***** Records provided

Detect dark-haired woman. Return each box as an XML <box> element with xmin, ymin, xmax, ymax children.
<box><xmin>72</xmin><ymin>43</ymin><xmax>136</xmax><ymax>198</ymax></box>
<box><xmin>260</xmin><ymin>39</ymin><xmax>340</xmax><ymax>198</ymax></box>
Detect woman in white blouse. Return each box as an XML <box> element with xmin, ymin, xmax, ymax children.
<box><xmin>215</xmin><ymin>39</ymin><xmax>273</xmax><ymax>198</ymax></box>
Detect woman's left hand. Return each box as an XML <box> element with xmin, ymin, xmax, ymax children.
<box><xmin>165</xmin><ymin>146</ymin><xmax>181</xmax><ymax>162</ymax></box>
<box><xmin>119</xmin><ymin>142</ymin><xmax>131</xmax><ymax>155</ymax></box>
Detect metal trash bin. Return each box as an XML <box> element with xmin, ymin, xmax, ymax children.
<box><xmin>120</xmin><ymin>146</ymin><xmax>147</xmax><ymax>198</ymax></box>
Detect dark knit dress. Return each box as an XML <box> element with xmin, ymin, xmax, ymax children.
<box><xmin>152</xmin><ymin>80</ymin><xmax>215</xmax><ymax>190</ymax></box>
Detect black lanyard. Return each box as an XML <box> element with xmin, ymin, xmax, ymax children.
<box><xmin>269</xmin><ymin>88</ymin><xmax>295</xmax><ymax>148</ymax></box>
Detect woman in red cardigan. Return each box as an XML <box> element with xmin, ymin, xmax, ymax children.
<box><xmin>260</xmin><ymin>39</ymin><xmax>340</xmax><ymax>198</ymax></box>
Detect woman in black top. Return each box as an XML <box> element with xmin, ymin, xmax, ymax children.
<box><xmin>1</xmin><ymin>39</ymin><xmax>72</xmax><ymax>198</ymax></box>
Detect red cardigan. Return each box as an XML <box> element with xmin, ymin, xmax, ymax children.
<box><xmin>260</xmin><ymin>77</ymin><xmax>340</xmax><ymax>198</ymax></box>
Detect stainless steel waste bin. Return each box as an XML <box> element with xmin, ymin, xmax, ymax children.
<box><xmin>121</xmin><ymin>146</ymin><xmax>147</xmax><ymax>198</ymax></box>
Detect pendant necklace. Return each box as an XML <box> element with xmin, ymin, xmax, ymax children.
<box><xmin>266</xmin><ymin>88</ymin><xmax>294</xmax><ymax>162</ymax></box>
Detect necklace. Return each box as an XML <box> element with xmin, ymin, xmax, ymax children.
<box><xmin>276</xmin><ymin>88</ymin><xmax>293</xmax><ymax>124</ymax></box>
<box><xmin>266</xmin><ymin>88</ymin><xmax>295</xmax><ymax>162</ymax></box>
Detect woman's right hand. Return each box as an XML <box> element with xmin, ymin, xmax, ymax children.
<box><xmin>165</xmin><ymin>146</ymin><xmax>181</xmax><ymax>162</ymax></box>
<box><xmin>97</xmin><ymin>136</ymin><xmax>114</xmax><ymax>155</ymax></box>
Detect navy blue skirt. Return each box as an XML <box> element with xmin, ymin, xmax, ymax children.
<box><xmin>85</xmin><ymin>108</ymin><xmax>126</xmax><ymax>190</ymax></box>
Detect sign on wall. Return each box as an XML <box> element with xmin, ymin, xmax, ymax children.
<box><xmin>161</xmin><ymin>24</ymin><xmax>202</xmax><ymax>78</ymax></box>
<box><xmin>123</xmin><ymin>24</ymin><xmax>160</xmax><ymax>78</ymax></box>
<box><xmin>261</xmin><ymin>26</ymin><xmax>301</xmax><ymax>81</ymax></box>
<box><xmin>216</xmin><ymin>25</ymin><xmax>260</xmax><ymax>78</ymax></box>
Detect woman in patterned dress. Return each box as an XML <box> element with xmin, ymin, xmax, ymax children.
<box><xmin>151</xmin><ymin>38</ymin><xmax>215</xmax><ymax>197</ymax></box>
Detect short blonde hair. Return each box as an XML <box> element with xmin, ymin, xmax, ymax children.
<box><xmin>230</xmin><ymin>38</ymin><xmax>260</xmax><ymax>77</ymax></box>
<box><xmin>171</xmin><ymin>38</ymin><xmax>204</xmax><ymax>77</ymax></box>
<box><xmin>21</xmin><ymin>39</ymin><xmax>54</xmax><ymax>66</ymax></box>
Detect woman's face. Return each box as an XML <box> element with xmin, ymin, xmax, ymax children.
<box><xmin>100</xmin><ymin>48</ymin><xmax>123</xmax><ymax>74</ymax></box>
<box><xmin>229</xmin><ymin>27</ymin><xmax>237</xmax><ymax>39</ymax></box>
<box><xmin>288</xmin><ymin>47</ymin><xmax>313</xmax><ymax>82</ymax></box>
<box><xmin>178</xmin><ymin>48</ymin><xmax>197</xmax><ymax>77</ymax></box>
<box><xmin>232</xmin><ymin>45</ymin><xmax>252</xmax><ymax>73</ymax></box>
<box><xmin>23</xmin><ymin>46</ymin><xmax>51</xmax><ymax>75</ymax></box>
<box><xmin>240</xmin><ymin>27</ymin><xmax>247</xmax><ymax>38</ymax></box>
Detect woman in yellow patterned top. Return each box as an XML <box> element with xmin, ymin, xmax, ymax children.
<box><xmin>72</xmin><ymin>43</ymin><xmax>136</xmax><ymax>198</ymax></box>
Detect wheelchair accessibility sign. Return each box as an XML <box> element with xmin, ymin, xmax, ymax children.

**********

→ **Exercise prompt**:
Set out all of the rows above as a numbered list, leaving out any blank lines.

→ **Solution for this exercise**:
1. Detect dark-haired woman. Return each box as an XML <box> element with xmin, ymin, xmax, ymax children.
2. <box><xmin>72</xmin><ymin>43</ymin><xmax>136</xmax><ymax>198</ymax></box>
3. <box><xmin>260</xmin><ymin>39</ymin><xmax>340</xmax><ymax>198</ymax></box>
4. Detect woman in white blouse. Return each box as an XML <box> element with xmin, ymin, xmax, ymax children.
5. <box><xmin>215</xmin><ymin>39</ymin><xmax>273</xmax><ymax>198</ymax></box>
6. Detect woman's left hand. Return each box as an XML <box> element with xmin, ymin, xmax, ymax children.
7. <box><xmin>165</xmin><ymin>146</ymin><xmax>181</xmax><ymax>162</ymax></box>
8. <box><xmin>119</xmin><ymin>142</ymin><xmax>131</xmax><ymax>155</ymax></box>
9. Detect metal trash bin. Return each box as an XML <box> element with xmin, ymin, xmax, ymax children.
10. <box><xmin>120</xmin><ymin>146</ymin><xmax>147</xmax><ymax>198</ymax></box>
11. Detect dark knit dress. Return each box as an XML <box> element with xmin, ymin, xmax, ymax children.
12. <box><xmin>152</xmin><ymin>80</ymin><xmax>215</xmax><ymax>190</ymax></box>
13. Detect black lanyard. Return each box as an XML <box> element with xmin, ymin, xmax, ymax children.
14. <box><xmin>269</xmin><ymin>88</ymin><xmax>295</xmax><ymax>148</ymax></box>
15. Detect woman in red cardigan. Return each box as an XML <box> element with xmin, ymin, xmax, ymax children.
16. <box><xmin>260</xmin><ymin>39</ymin><xmax>340</xmax><ymax>198</ymax></box>
17. Detect woman in black top. Return each box as an XML <box> element with xmin, ymin, xmax, ymax children.
18. <box><xmin>1</xmin><ymin>39</ymin><xmax>72</xmax><ymax>198</ymax></box>
19. Detect red cardigan. Return each box as an XML <box> element with xmin, ymin, xmax, ymax children.
20. <box><xmin>260</xmin><ymin>77</ymin><xmax>340</xmax><ymax>198</ymax></box>
21. Detect stainless steel waste bin. Return each box as an XML <box> element with xmin, ymin, xmax, ymax children.
22. <box><xmin>121</xmin><ymin>146</ymin><xmax>147</xmax><ymax>198</ymax></box>
23. Detect pendant necklace. Return each box as an XML <box> element with xmin, ymin, xmax, ymax children.
24. <box><xmin>266</xmin><ymin>88</ymin><xmax>294</xmax><ymax>162</ymax></box>
25. Detect necklace. Return each box as an XML <box> element with xmin, ymin, xmax, ymax children.
26. <box><xmin>276</xmin><ymin>88</ymin><xmax>293</xmax><ymax>124</ymax></box>
27. <box><xmin>266</xmin><ymin>88</ymin><xmax>295</xmax><ymax>162</ymax></box>
28. Detect woman's right hand. Return each box as an XML <box> element with xmin, ymin, xmax, ymax children.
29. <box><xmin>165</xmin><ymin>146</ymin><xmax>181</xmax><ymax>162</ymax></box>
30. <box><xmin>97</xmin><ymin>136</ymin><xmax>114</xmax><ymax>155</ymax></box>
31. Detect navy blue skirt. Return each box as an XML <box> element with xmin, ymin, xmax, ymax children.
32. <box><xmin>85</xmin><ymin>108</ymin><xmax>126</xmax><ymax>190</ymax></box>
33. Detect sign on wall. Return each box as an XML <box> element with xmin, ymin, xmax, ymax children.
34. <box><xmin>161</xmin><ymin>24</ymin><xmax>202</xmax><ymax>78</ymax></box>
35. <box><xmin>123</xmin><ymin>24</ymin><xmax>160</xmax><ymax>78</ymax></box>
36. <box><xmin>261</xmin><ymin>26</ymin><xmax>301</xmax><ymax>81</ymax></box>
37. <box><xmin>216</xmin><ymin>25</ymin><xmax>260</xmax><ymax>78</ymax></box>
38. Detect woman in patterned dress. Return each box as an XML <box> element with xmin, ymin, xmax, ymax children.
39. <box><xmin>151</xmin><ymin>38</ymin><xmax>215</xmax><ymax>197</ymax></box>
40. Detect short blonde hair. Return each box as an XML <box> element with xmin, ymin, xmax, ymax children.
41. <box><xmin>230</xmin><ymin>38</ymin><xmax>260</xmax><ymax>77</ymax></box>
42. <box><xmin>171</xmin><ymin>38</ymin><xmax>204</xmax><ymax>77</ymax></box>
43. <box><xmin>21</xmin><ymin>39</ymin><xmax>54</xmax><ymax>66</ymax></box>
44. Detect woman's face. Return each box as an XML <box> element with xmin, ymin, xmax, ymax children.
45. <box><xmin>100</xmin><ymin>48</ymin><xmax>123</xmax><ymax>74</ymax></box>
46. <box><xmin>229</xmin><ymin>27</ymin><xmax>237</xmax><ymax>39</ymax></box>
47. <box><xmin>288</xmin><ymin>47</ymin><xmax>313</xmax><ymax>82</ymax></box>
48. <box><xmin>178</xmin><ymin>48</ymin><xmax>197</xmax><ymax>77</ymax></box>
49. <box><xmin>232</xmin><ymin>45</ymin><xmax>252</xmax><ymax>73</ymax></box>
50. <box><xmin>23</xmin><ymin>46</ymin><xmax>51</xmax><ymax>75</ymax></box>
51. <box><xmin>240</xmin><ymin>27</ymin><xmax>247</xmax><ymax>38</ymax></box>
52. Detect woman in yellow patterned top. Return each box as an XML <box> element with xmin, ymin, xmax, ymax children.
53. <box><xmin>72</xmin><ymin>43</ymin><xmax>136</xmax><ymax>198</ymax></box>
54. Detect wheelchair accessibility sign. Return each box as an XML <box> element with xmin, ymin, xmax, ymax children.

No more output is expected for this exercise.